* _Source excerpt_

Salafi

OPINION: Critical thinking or charlatanism?: Exposing the demonisers of the Salafi-Izala

By Shamsuddeen bn Abd al-Hamid al-Kanawy

(i)Background

Alhamdu Lil Lah, was Salatu was Salamu alaa Rasulil Lah, wa ala Alihi wa Sahbihi wa man Walah.In the recent years, the radical ‘Qala-Kato’ trends of rejecting the canonization of Sunnah (the Prophetic traditions), as the second primary source of Islamic Shariah (al-Baihaqi 73-77, Ibn Hazm 96-104, Ibn Qutlubugha 38-39, al-Shanghiti 86), which Northern Nigeria had for decades been largely forced underground – thanks to their Maitashine progenitor’s blood-soaked rebellion against the authorities in the region’s several urban centers (Gari 21-24), have managed to spring back to life, although, chiefly clothed in a desperately selective anti-Salafi rhetoric, or more precisely, paired with an agitation to -at least, keep the Salafis at bay.

It is no surprise that, the reawakened ‘Qala-Kato’ storm in North Nigeria takes aim at the Salafis. For one reason, the Salafis, otherwise known as the ‘Ahl al-Hadith wa as-Sunnah’ (the Adherents of the Hadith and Sunnah), are relentless and vigilant defenders of the realm of the Islamic scriptures, whereby vehemently protesting all sort of attempts to distort, twist or manipulate their codes, in addition to their absolute commitment to the pristine methodology of the Salaf (Righteous Predecessors) (Hussein 31, Thurston 5, Gari 14), for another, almost all advocates of disguised and undisguised anti-Islamic and anti-Muslim sentiments, regardless of their agnostic, atheist, polytheist, Judeo-Christian, liberal, secular, modernist, nationalistic, racial or ethnicist backgrounds, as well as the al-Batiniyyah (esoteric cults) and zanadiqah (the plural of the Arabic zindiq: any individual clandestinely committed to extreme infidelity to Islam), heretic Muslim sects and affiliations who grossly deviate from the teachings of the Quran and Sunnah, not only loathe the Salafis, but also consider them a genuine threat to their respective missions, quests and convictions. In the Nigerian North and elsewhere, the Salafi scholars and students of knowledge, could be distinguished from the rest of the Muslim clerical elites, by their staunch dedication to resisting intellectual war against Islam and its original sources.

* _Exercise requirements_
1. Print the records from the line that has "the eye, each" through the last line of the records, both ends included, and omit the pictures.
2. Carry on the opinion piece about the critics of the Salafi-Izala from the point where it stops.

* _Data extract_

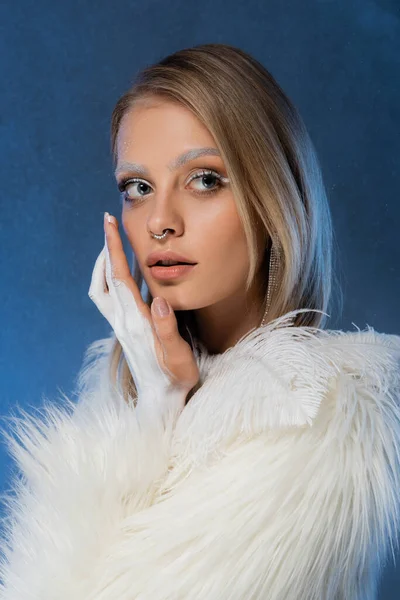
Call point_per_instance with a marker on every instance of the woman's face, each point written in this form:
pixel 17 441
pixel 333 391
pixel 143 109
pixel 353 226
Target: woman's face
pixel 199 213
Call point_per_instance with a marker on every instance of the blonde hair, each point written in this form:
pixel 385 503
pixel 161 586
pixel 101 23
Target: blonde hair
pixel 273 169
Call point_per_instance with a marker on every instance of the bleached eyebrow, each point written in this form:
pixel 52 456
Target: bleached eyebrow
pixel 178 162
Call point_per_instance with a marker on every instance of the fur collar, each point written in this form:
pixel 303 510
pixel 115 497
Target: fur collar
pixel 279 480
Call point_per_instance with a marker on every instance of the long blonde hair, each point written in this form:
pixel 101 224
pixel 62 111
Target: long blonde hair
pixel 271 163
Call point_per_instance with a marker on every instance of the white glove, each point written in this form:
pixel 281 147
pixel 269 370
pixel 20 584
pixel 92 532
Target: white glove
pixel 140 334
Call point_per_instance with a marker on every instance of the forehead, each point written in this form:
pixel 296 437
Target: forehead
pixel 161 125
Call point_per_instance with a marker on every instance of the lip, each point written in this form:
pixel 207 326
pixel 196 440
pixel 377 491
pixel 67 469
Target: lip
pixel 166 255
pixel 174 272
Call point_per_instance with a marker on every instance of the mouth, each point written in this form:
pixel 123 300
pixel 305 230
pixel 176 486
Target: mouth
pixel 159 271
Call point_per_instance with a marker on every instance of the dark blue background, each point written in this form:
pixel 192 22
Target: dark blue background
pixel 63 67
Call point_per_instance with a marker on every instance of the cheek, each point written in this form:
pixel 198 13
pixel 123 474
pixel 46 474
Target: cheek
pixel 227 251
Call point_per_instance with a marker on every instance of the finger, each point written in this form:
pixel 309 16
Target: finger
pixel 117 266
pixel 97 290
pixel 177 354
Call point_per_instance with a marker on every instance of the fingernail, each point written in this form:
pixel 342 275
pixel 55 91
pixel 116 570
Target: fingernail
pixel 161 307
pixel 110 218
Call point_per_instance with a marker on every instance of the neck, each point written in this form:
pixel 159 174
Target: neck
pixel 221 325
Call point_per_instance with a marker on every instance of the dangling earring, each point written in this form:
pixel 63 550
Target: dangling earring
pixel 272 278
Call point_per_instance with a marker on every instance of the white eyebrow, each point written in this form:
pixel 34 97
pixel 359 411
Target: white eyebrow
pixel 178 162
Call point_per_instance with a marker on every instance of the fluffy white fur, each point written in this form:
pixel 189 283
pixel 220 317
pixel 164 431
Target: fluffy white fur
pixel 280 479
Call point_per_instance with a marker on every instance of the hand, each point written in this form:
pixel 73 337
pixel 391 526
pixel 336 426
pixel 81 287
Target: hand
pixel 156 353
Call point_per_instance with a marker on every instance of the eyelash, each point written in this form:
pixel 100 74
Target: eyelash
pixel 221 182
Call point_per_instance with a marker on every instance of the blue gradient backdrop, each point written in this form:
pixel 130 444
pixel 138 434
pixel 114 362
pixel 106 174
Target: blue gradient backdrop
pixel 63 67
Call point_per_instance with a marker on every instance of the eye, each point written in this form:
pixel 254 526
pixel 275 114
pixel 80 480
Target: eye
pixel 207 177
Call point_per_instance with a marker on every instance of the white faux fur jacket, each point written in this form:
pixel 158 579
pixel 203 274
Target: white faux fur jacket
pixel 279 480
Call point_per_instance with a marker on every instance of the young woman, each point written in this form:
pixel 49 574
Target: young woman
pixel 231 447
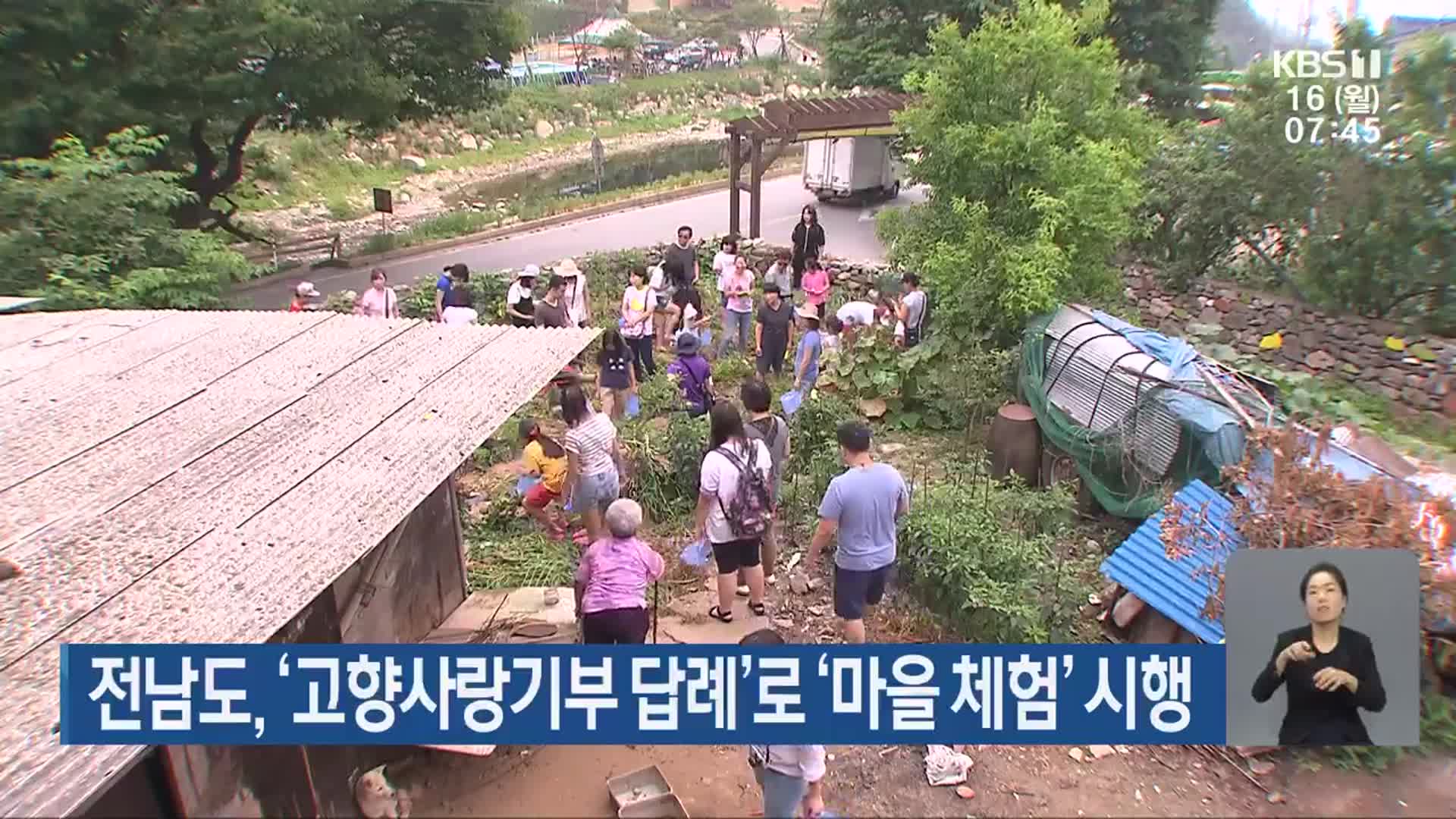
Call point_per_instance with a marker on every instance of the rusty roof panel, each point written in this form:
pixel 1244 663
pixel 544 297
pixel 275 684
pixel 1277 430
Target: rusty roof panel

* _Task-by-task outputs_
1.
Call point_per_instance with a marker on every instance of the eye, each point written in this form:
pixel 254 526
pixel 275 114
pixel 80 480
Target: eye
pixel 207 177
Call point_per_instance with a marker on every instance of the white faux fur jacket, each point written in this form:
pixel 158 579
pixel 203 274
Target: white faux fur jacket
pixel 279 480
Call point_per_instance with a marker on every instance of the young woman, each point written in this form:
pixel 49 574
Target: young woman
pixel 231 447
Call point_per_instance with a marker on every instance of the rusty roof panel, each point written in this form:
pixel 1244 663
pixel 544 297
pixel 275 684
pixel 1277 430
Target: rusty roof panel

2.
As expected, a confederation of presumed critical thinkers of the North and their allies has thrown its weight behind the ‘Qala-Kato’ controversialists. However, the pro-Qala-Kato arguments and assessments of the supposed thinkers, are neither aligned to academic and intellectual basis of any sort, nor do they appear to reflect the reality about the ‘Qala-Kato’ contentions and the scholarly responses to them, the theologies/thoughts, history and sociology of the Islamic affiliations and modes of practice in Northern Nigeria. Hence, their glorification, or rather idolization of the ‘Qala-Kato’ are obviously not warranted by intellectual competence or critical thinking, but -perhaps, dictated by their desperation to bend the truth, twist the reality, mislead, brainwash and rewrite history.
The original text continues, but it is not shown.